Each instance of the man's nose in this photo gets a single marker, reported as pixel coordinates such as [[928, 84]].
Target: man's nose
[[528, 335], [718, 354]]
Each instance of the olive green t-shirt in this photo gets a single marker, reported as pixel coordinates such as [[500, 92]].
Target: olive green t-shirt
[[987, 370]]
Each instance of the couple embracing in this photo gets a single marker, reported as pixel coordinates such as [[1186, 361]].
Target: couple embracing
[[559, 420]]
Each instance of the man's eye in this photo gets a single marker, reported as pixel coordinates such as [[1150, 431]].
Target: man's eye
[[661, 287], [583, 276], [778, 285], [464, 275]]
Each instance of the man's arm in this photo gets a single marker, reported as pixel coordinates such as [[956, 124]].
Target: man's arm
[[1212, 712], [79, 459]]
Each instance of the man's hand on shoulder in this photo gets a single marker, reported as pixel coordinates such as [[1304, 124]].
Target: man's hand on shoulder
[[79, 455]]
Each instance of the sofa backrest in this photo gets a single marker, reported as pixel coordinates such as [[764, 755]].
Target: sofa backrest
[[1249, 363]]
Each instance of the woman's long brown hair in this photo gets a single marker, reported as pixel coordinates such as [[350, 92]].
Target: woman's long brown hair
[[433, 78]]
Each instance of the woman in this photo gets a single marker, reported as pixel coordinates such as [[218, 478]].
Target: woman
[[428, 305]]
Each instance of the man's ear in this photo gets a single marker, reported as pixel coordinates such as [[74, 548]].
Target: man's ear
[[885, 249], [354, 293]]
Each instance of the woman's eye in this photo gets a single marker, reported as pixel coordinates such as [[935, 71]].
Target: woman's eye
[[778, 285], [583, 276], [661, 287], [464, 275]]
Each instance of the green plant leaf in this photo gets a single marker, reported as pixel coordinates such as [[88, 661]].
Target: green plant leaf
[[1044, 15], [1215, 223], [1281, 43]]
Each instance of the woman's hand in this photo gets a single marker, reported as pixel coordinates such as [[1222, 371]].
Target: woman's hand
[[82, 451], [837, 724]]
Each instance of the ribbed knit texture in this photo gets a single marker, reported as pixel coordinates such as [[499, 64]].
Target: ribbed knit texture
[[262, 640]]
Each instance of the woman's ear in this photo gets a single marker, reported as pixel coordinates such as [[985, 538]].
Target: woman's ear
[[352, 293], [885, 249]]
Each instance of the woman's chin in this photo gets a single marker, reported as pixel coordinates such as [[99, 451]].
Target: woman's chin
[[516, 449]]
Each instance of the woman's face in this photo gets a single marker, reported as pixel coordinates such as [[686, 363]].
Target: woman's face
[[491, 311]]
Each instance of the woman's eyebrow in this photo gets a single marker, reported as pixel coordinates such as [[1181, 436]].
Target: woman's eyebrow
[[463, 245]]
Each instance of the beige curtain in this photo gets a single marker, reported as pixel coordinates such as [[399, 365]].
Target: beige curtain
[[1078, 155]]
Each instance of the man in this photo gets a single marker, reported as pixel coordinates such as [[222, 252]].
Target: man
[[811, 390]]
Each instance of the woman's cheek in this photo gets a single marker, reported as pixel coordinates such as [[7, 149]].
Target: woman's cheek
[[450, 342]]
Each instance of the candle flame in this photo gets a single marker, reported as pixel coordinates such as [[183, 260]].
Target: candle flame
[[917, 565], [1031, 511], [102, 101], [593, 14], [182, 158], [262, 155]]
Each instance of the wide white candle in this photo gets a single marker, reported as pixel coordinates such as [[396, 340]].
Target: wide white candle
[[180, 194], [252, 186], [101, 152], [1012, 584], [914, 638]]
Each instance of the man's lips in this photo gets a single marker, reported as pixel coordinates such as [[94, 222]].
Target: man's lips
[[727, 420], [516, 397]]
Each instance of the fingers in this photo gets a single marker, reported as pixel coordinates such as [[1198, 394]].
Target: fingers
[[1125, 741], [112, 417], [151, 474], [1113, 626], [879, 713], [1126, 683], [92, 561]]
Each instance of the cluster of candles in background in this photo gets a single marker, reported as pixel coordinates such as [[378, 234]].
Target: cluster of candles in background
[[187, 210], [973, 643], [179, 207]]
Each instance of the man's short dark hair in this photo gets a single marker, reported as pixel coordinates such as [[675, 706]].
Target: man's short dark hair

═══

### [Exercise details]
Reproduce the listing from the line that contains "Each instance of the man's hand" through the line that contains "[[352, 293], [885, 249]]", both included, keeping every line, requests too, but scale each point coordinate in the answers by 1.8 and round to whole numbers, with halves going up. Leave the sample coordinates in the requests unchanged, and give only those lines.

### [Written solution]
Each instance of the man's hand on shoulder in this photo gets a single marker, reported as pixel coordinates such as [[1304, 124]].
Target: man's hand on shoulder
[[142, 819]]
Each instance of the sofa backrest in this photo gets a single marker, reported as pixel coordinates such as [[764, 755]].
Target: sofa backrest
[[2248, 653]]
Each instance of the woman's long brown hair in this photo gets a single marker, reported as pixel coordinates such as [[350, 92]].
Target: woman's long brown hair
[[779, 140]]
Each instance of the woman in this photo gets a single marker, reported as pixel coordinates such as [[218, 478]].
Target: woman
[[770, 549]]
Each instance of the man's ear in this photo gets a single marker, reported as pixel coordinates such as [[74, 548]].
Target: man's ear
[[1593, 448], [637, 527]]
Each instance of the woman's eye in this photo gets a single marker, reported as pixel coordinates such as [[935, 71]].
Target: woman's eye
[[1400, 513], [1049, 497], [1190, 517], [835, 495]]
Each instance of the green plant leaf in this photo gets a single marker, reported as pixel coordinates such as [[88, 661]].
Target: green plant leaf
[[1879, 27], [2187, 401], [2306, 77]]
Each instance of the woman's hand in this photo gets a single marker, reported as pixel coordinates such as [[1222, 371]].
Target: woman's hand
[[148, 812], [1507, 1303]]
Each instance of the ribbed knit texture in this photo gets a single marker, reported as pixel coordinates such as [[499, 64]].
Target: ribbed knit texture
[[472, 1152]]
Each instance of the woman's ear in this photo gets a single marker, reported as pixel coordinates such as [[985, 538]].
Target: woman's ear
[[634, 527], [1593, 448]]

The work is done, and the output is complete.